** START OF Source text **

Further, it is necessary to screen out the tunneling data matching with a single cinder box on the basis of effective tunneling section. According to the in-site construction arrangement, the machine operator will temporarily reduce the rotation speed of the screw machine (N_s) to zero to suspend the tunneling process. This time varies from 10 s to 20 s. Therefore, based on the characteristic of N_s, the effective tunneling section is further divided into single section corresponding to single cinder box, and the representative result is shown in Figures 5C. Finally, 409 groups of tunneling data corresponding to the earthwork excavation amount are screened, and the average tunneling time and tunneling length of each cinder box are 180.8 s and 149.3 mm, respectively.

3.3.2 Feature selection

The core of realizing the earthwork excavation estimation is to grasp the key tunneling parameters that directly affect the earthwork excavation. Parameters surely unrelated to the earthwork excavation, such as motor temperature and oxygen content, will be excluded. During the construction of Chengdu Metro, the propulsion system is the main tunneling force for the earthwork excavation, and the cutterhead system is the main rotary force for the earthwork excavation (Ates et al., 2014; Leng et al., 2020). In addition, additives such as foam or bentonite are added to increase the fluidity and water resistance of the muck during excavation. Representative parameters include the advance rate, propulsion pressure, rotation speed, cutterhead torque, foam pressure, bentonite pump outlet pressure, and central scouring pressure, etc.

** END OF Source text **

#### The problem:
Condense the paragraph of the tunneling excerpt that begins "The core of realizing the earthwork excavation estimation" into a short bulleted list, keeping its main facts. The listing has no connection to the tunneling excerpt.

** START OF Given information **

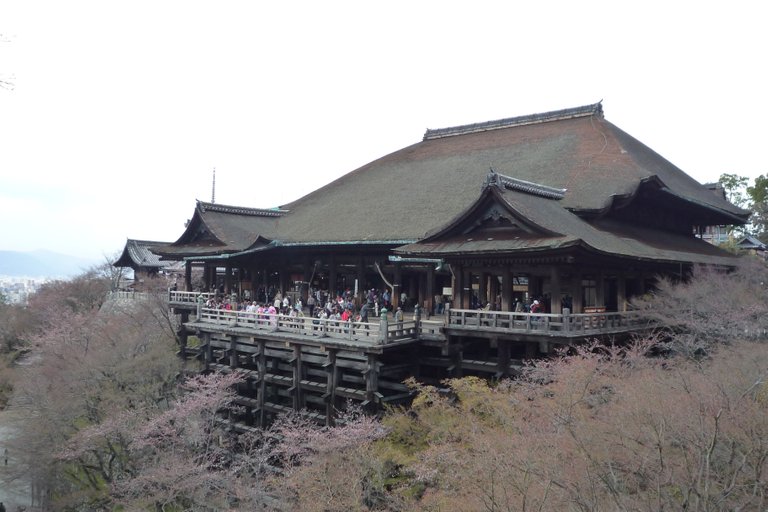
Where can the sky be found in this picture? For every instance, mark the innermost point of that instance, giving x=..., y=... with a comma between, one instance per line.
x=120, y=111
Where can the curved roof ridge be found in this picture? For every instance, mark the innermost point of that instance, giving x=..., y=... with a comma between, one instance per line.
x=240, y=210
x=529, y=187
x=543, y=117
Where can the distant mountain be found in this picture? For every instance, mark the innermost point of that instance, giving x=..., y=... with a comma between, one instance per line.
x=42, y=263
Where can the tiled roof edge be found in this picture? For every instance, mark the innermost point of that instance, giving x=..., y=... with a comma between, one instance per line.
x=555, y=115
x=241, y=210
x=510, y=183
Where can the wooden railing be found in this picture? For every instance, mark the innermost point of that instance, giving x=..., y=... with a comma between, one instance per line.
x=188, y=297
x=372, y=333
x=545, y=323
x=126, y=295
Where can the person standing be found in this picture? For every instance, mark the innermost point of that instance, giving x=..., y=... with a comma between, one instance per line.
x=399, y=320
x=311, y=305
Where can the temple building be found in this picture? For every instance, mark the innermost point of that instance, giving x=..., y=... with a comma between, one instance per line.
x=560, y=207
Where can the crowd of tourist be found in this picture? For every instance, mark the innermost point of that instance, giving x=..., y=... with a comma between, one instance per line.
x=319, y=304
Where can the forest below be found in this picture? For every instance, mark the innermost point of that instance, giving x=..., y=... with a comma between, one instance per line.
x=108, y=417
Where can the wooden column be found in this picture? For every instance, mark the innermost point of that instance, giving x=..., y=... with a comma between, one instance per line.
x=332, y=380
x=621, y=292
x=429, y=302
x=233, y=351
x=554, y=290
x=228, y=279
x=482, y=293
x=298, y=376
x=332, y=277
x=397, y=285
x=283, y=280
x=208, y=351
x=372, y=394
x=493, y=290
x=254, y=283
x=503, y=352
x=183, y=336
x=361, y=291
x=600, y=290
x=466, y=280
x=262, y=391
x=458, y=287
x=507, y=284
x=578, y=294
x=188, y=276
x=265, y=282
x=308, y=267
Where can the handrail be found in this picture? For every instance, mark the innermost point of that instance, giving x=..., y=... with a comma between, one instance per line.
x=555, y=323
x=387, y=331
x=189, y=297
x=371, y=333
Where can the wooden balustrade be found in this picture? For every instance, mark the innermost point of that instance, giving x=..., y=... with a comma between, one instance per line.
x=546, y=323
x=188, y=297
x=359, y=332
x=387, y=331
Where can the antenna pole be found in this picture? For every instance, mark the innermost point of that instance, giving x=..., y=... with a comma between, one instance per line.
x=213, y=187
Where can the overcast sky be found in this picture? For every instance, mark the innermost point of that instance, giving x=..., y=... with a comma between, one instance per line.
x=121, y=110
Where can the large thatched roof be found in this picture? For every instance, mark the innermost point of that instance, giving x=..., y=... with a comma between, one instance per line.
x=403, y=197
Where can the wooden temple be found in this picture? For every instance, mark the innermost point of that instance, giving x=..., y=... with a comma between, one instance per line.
x=562, y=207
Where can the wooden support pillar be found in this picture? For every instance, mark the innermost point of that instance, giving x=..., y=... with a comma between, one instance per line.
x=621, y=292
x=507, y=287
x=262, y=391
x=183, y=336
x=493, y=290
x=456, y=353
x=208, y=351
x=503, y=352
x=600, y=290
x=332, y=277
x=361, y=291
x=283, y=280
x=457, y=285
x=397, y=285
x=578, y=294
x=554, y=290
x=228, y=279
x=233, y=362
x=332, y=380
x=254, y=284
x=265, y=283
x=466, y=280
x=372, y=395
x=298, y=376
x=482, y=294
x=188, y=276
x=308, y=271
x=429, y=292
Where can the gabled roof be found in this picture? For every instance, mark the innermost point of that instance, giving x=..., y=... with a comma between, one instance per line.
x=575, y=157
x=750, y=242
x=557, y=228
x=137, y=253
x=411, y=192
x=216, y=228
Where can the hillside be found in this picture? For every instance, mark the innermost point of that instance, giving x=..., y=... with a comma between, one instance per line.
x=42, y=263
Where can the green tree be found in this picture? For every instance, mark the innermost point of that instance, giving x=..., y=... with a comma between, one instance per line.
x=758, y=195
x=735, y=188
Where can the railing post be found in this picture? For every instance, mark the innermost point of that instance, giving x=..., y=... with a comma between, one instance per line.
x=200, y=302
x=383, y=326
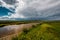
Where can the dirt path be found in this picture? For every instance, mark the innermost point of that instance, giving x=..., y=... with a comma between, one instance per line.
x=13, y=30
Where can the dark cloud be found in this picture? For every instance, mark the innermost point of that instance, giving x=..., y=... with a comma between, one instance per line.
x=11, y=2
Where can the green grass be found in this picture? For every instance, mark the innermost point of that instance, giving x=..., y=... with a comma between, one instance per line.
x=44, y=31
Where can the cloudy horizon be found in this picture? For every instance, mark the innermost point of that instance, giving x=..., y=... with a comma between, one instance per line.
x=47, y=9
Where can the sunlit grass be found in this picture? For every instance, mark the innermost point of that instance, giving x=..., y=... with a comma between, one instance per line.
x=44, y=31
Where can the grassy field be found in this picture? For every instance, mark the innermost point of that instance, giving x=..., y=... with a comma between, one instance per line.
x=5, y=23
x=43, y=31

** END OF Given information **

#### Expected answer:
- Estimating earthwork excavation depends on identifying the tunneling parameters that directly affect it.
- Parameters clearly unrelated to excavation, such as motor temperature and oxygen content, are excluded.
- In Chengdu Metro construction, the propulsion system provides the main tunneling force and the cutterhead system the main rotary force for excavation.
- Foam or bentonite is added to make the muck more fluid and water-resistant.
- Representative parameters include advance rate, propulsion pressure, rotation speed, cutterhead torque, foam pressure, bentonite pump outlet pressure, and central scouring pressure.